▸ **PERINTAH A**
Tentukan apakah setiap pernyataan berikut sesuai dengan artikel tentang Tugu Proklamasi. (i) Pembenahan kawasan itu sudah dimulai sejak 10 hari lalu. (ii) Di kawasan itu terdapat empat monumen penting. (iii) Proyek revitalisasinya dikerjakan oleh pemerintah pusat. Jawab ya atau tidak untuk masing-masing, lalu kutip kata-kata penentunya dari artikel itu persis apa adanya.

▸ **HALAMAN**
□ □ □ □ □ □ □
Jakarta (ANTARA News) - Menjelang Hari Ulang Tahun (HUT) Kemerdekaan Republik Indonesia yang ke-70, kawasan Tugu Proklamasi di Jalan Proklamasi Nomor 56, Jakarta Pusat dipercantik.

Terdapat tiga monumen penting di kawasan itu yakni Tugu Petir, patung perunggu Soekarno-Hatta dan marmer hitam bertuliskan naskah proklamasi, serta Tugu Wanita.

"Seluruhnya sudah mulai dibenahi dan dibersihkan sejak 10 hari lalu. Pelataran dipel menggunakan mesin pengepel, lampu-lampu dicek dan diganti, dinding-dinding dicat dan tanaman-tanaman di sekitarnya dipangkas rapi," kata Ahmad Muhidin, salah sorang penjaga kompleks Tugu Proklamasi di Jakarta, Minggu.

Hasilnya, kompleks bersejarah itu tampak lebih hidup.

"Nanti Pak Gubernur akan melakukan renungan malam dan upacara kemerdekaan di sini, untuk yang pertama kalinya dalam sejarah. Makanya kita mulai bersih-bersih," kata Muhidin.

Revitalisasi


Bersih-bersih di kawasan Tugu Proklamasi sebenarnya merupakan bagian dari proyek revitalisasi yang dilakukan oleh pemerintah Provinsi (Pemprov) DKI Jakarta. Revitalisasi juga akan dilakukan hingga Gedung Pola yang lokasinya dekat dengan kompleks tersebut.

Menurut Erwin Sugiarto, salah seorang konservator  Tugu Proklamasi, monumen itu kurangnya perawatan dan mendapat perlakukan yang salah. Salah satunya terjadi pada patung sang Proklamator.
□ □ □ □ □ □ □
(Catatan anotasi koordinat)

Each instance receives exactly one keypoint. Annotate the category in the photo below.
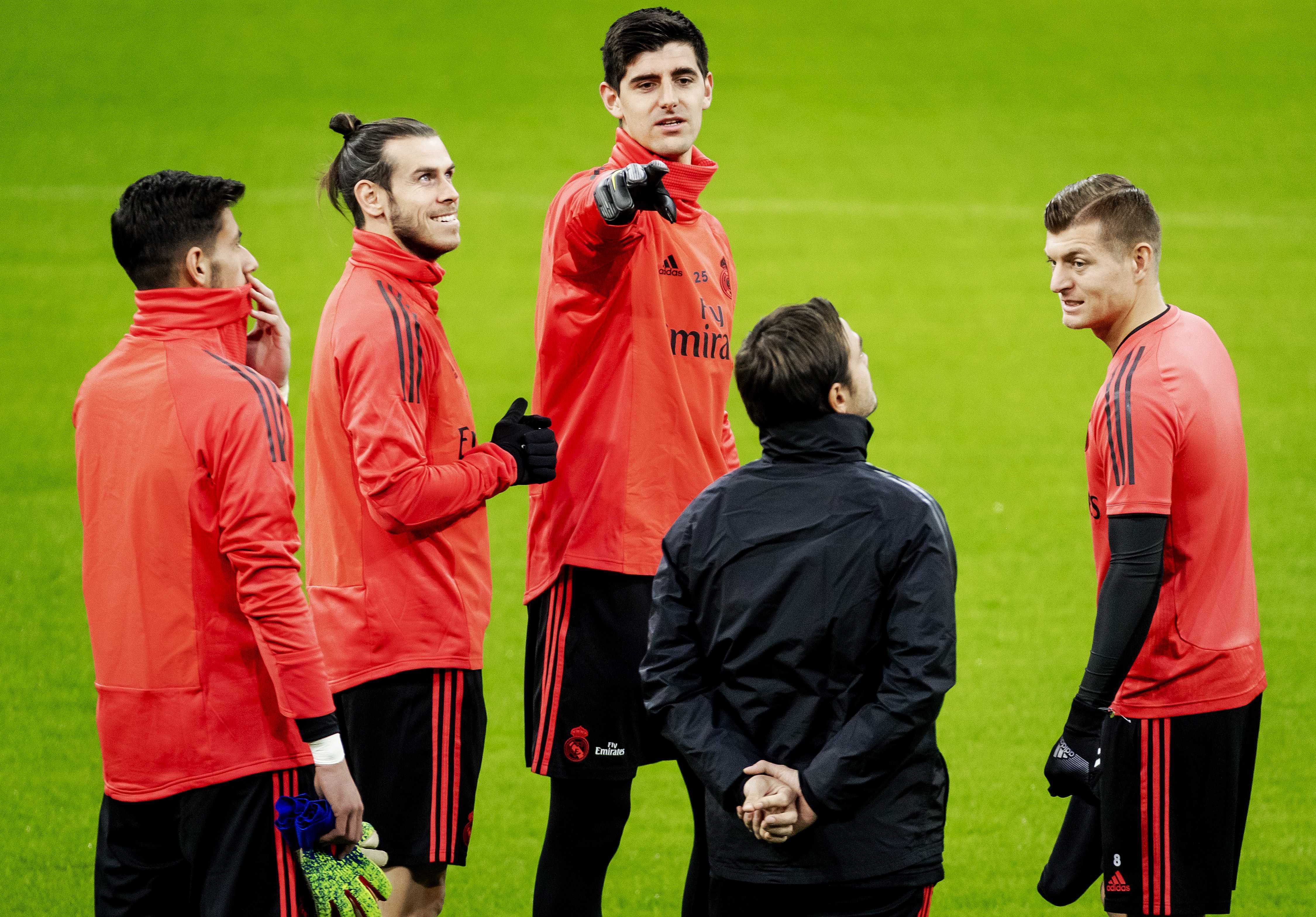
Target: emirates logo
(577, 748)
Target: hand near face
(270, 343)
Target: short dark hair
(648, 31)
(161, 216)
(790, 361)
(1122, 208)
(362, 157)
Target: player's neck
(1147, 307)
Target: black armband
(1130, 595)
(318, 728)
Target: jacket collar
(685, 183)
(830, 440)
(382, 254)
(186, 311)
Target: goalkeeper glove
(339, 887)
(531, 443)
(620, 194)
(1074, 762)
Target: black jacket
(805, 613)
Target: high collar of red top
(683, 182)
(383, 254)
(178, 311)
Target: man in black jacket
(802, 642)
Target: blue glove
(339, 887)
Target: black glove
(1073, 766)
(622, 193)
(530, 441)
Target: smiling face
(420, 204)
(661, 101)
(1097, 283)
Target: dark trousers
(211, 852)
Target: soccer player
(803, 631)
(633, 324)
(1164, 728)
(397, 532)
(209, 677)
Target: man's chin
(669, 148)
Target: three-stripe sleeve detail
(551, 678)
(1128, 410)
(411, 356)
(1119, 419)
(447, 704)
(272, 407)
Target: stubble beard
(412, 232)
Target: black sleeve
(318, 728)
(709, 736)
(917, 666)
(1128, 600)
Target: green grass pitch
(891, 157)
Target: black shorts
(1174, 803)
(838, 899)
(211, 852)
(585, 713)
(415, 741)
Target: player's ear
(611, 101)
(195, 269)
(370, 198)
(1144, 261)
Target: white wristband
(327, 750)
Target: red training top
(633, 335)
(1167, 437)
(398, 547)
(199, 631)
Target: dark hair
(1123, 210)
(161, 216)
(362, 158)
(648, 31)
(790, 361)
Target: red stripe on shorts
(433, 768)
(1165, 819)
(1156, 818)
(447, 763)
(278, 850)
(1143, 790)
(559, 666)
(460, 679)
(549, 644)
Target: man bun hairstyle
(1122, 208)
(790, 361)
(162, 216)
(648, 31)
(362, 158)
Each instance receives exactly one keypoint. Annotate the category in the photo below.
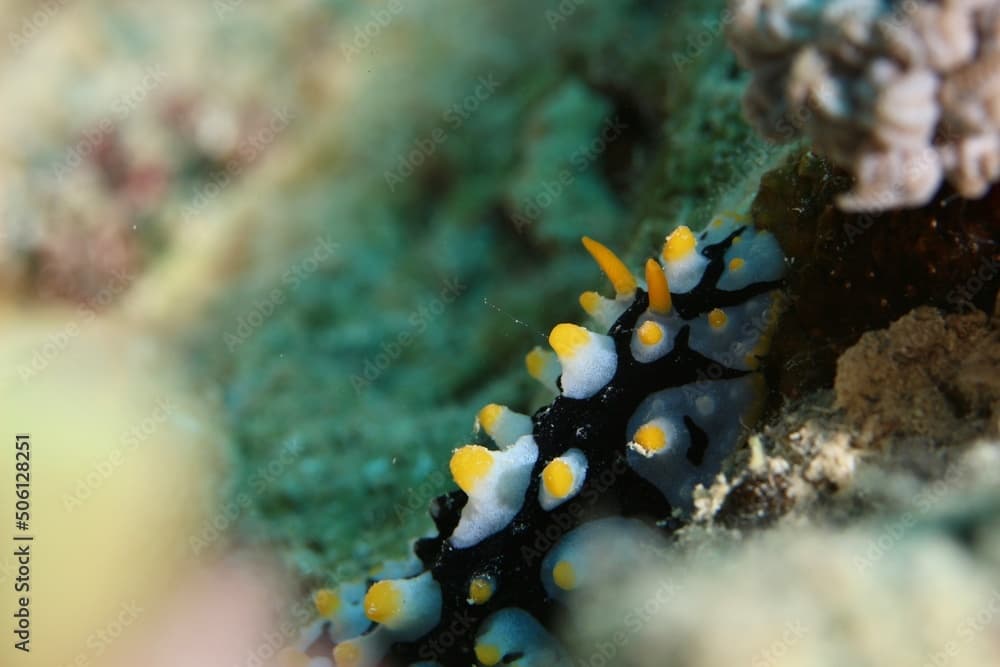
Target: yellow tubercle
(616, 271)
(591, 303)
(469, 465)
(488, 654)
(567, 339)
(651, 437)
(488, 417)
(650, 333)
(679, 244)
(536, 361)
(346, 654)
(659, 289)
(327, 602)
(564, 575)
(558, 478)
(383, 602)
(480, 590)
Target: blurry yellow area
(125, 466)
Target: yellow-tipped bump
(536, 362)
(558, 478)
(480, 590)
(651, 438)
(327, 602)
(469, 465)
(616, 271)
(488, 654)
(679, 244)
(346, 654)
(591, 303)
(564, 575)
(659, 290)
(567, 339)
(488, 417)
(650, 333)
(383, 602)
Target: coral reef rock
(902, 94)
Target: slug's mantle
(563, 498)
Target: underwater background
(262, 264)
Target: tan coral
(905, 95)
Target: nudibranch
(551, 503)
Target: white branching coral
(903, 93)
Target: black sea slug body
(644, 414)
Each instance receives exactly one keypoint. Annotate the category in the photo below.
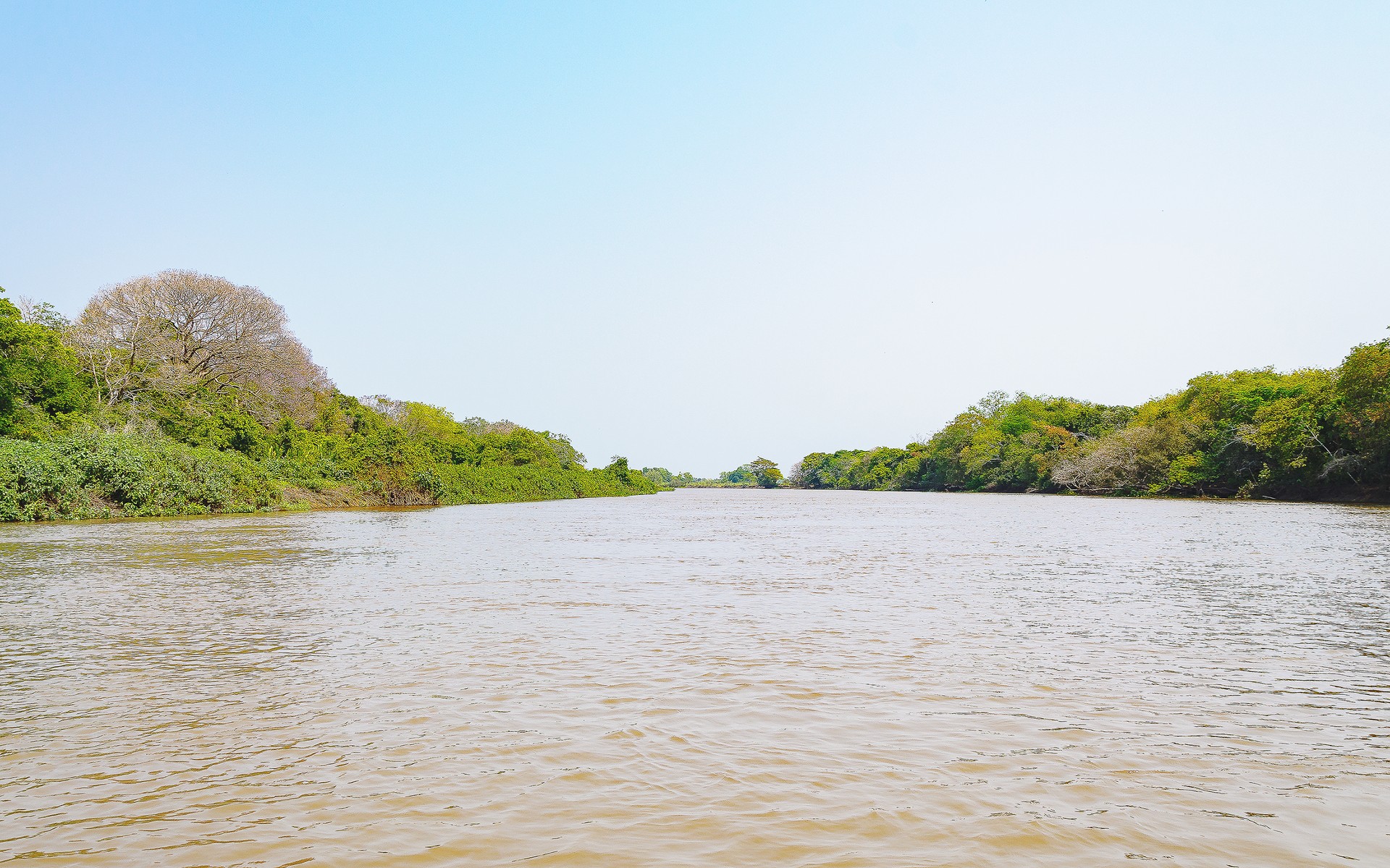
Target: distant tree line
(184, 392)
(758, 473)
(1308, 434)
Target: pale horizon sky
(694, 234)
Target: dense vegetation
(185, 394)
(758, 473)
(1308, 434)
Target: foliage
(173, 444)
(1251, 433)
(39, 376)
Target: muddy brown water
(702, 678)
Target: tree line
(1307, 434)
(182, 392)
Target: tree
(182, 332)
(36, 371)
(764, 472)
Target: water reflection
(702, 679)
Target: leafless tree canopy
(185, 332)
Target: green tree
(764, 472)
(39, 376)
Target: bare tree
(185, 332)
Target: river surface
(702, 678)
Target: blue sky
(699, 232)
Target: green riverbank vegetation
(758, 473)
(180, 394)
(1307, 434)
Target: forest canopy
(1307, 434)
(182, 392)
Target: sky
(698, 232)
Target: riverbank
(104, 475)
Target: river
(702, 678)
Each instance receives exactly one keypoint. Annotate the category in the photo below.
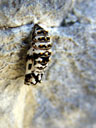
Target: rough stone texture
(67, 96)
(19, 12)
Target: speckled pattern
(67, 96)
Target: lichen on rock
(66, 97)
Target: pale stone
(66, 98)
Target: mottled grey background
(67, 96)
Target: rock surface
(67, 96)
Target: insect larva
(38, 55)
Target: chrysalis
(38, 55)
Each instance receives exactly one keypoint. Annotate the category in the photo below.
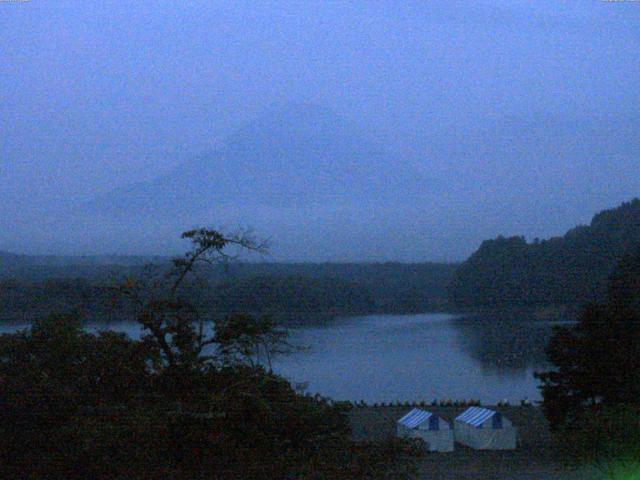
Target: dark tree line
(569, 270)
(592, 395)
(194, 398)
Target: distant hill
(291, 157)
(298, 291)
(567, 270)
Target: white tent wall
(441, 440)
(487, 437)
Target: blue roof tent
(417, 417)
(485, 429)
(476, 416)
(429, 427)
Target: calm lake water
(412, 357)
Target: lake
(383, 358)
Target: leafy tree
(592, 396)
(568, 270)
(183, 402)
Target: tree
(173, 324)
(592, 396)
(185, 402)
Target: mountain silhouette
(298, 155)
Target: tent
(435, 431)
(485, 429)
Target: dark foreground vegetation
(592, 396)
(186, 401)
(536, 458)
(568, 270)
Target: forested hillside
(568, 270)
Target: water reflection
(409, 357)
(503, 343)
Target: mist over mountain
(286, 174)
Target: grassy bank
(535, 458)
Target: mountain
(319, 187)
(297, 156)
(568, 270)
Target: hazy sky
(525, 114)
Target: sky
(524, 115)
□ □ □ □ □ □ □
▸ **PERINTAH B**
Salin ulang persis bagian baris anotasi koordinat dari baris yang memuat "Target: riverbank" sampai akhir baris anotasi, kedua ujungnya ikut. Jangan sertakan gambar dalam jawaban.

▸ **JAWABAN TERURAI A**
(i) Ya: "Seluruhnya sudah mulai dibenahi dan dibersihkan sejak 10 hari lalu."
(ii) Tidak: "Terdapat tiga monumen penting di kawasan itu"
(iii) Tidak: "proyek revitalisasi yang dilakukan oleh pemerintah Provinsi (Pemprov) DKI Jakarta"

▸ **JAWABAN TERURAI B**
Target: riverbank
(104, 475)
Target: river
(702, 678)
Each instance receives exactly one keypoint. Annotate the category in the photo below.
Target: rough stone texture
(67, 96)
(19, 12)
Target: speckled pattern
(67, 96)
Target: lichen on rock
(66, 97)
Target: pale stone
(66, 98)
Target: mottled grey background
(67, 96)
Target: rock surface
(67, 96)
Target: insect larva
(38, 55)
Target: chrysalis
(38, 55)
Each instance receives exactly one keypoint. Annotate the category in the photo below.
Target: dark tree line
(569, 270)
(592, 395)
(194, 398)
Target: distant hill
(291, 157)
(298, 291)
(567, 270)
Target: white tent wall
(441, 440)
(487, 437)
Target: blue roof tent
(417, 417)
(485, 429)
(476, 416)
(429, 427)
Target: calm lake water
(412, 357)
Target: lake
(383, 358)
Target: leafy tree
(592, 396)
(568, 270)
(183, 402)
Target: tree
(173, 324)
(592, 396)
(185, 402)
Target: mountain silhouette
(298, 155)
Target: tent
(435, 431)
(485, 429)
Target: dark foreground vegetation
(592, 396)
(186, 401)
(536, 458)
(568, 270)
Target: forested hillside
(568, 270)
Target: water reflection
(409, 357)
(503, 343)
Target: mist over mountain
(286, 174)
Target: grassy bank
(535, 458)
Target: mountain
(319, 187)
(297, 156)
(568, 270)
Target: hazy sky
(525, 114)
Target: sky
(524, 115)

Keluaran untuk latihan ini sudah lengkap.